> The problem
How many lines in the rows below contain the word "small"? Reply with the number alone.

> Records shown
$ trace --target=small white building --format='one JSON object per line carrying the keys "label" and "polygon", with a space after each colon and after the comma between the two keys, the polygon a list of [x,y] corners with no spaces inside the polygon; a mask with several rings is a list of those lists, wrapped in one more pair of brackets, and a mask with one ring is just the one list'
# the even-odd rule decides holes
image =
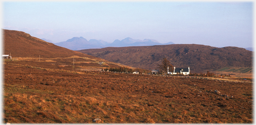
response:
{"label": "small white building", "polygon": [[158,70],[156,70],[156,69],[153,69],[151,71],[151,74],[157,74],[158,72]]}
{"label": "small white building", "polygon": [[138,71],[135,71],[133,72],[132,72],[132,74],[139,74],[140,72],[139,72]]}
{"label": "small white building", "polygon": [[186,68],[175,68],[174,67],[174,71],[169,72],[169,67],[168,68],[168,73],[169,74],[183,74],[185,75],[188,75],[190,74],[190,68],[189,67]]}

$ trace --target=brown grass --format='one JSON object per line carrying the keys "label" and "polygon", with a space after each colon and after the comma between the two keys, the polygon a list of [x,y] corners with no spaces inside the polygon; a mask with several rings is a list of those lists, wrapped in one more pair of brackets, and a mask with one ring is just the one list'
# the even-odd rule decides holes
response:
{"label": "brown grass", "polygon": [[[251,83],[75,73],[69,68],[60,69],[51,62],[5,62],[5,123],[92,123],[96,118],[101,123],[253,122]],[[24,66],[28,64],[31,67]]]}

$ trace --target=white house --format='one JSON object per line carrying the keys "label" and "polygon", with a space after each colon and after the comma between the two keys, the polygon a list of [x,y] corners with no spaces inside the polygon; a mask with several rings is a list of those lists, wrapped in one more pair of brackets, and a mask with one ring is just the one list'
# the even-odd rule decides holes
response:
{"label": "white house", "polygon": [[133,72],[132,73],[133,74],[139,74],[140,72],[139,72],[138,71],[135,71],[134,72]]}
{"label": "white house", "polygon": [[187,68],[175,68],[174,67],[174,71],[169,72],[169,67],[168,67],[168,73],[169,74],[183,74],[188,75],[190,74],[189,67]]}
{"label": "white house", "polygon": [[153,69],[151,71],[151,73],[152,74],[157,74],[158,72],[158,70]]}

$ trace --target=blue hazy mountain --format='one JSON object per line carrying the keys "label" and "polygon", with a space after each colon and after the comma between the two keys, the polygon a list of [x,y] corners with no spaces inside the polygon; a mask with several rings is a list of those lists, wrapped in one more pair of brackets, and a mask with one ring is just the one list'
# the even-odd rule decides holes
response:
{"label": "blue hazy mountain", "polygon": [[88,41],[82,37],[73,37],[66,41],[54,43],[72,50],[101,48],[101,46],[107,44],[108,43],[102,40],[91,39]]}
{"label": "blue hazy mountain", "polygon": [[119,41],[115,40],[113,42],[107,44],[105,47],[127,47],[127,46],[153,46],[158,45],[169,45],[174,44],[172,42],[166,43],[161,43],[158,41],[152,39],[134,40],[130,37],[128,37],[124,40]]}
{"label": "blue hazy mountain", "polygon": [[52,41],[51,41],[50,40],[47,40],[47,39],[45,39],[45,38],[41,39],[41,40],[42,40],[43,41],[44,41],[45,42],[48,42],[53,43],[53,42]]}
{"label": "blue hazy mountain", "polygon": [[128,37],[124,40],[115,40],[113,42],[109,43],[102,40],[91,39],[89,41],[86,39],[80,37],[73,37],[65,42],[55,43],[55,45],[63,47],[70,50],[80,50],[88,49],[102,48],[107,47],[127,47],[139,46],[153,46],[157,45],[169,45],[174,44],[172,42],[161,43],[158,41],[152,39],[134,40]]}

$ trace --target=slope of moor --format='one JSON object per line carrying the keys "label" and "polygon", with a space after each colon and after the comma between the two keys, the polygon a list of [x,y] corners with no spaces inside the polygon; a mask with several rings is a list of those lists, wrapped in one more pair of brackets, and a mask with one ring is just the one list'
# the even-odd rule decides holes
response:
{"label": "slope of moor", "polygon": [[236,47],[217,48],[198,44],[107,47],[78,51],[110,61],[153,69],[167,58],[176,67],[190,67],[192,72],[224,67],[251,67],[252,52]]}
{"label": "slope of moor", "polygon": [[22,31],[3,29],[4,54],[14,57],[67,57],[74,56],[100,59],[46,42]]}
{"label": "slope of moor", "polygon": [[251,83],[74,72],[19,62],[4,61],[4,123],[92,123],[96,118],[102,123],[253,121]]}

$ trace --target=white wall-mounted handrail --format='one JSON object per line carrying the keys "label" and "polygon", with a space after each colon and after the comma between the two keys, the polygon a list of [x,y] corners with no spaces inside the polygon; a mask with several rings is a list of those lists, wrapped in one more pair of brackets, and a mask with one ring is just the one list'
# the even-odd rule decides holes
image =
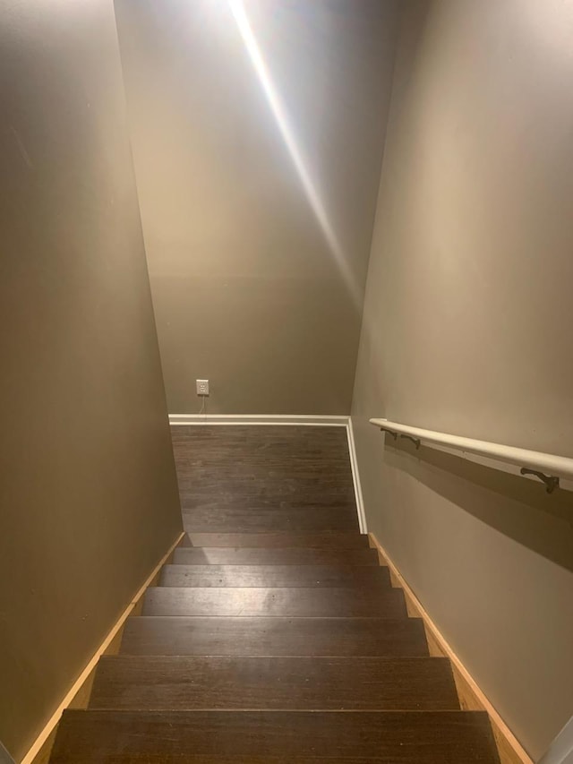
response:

> Response
4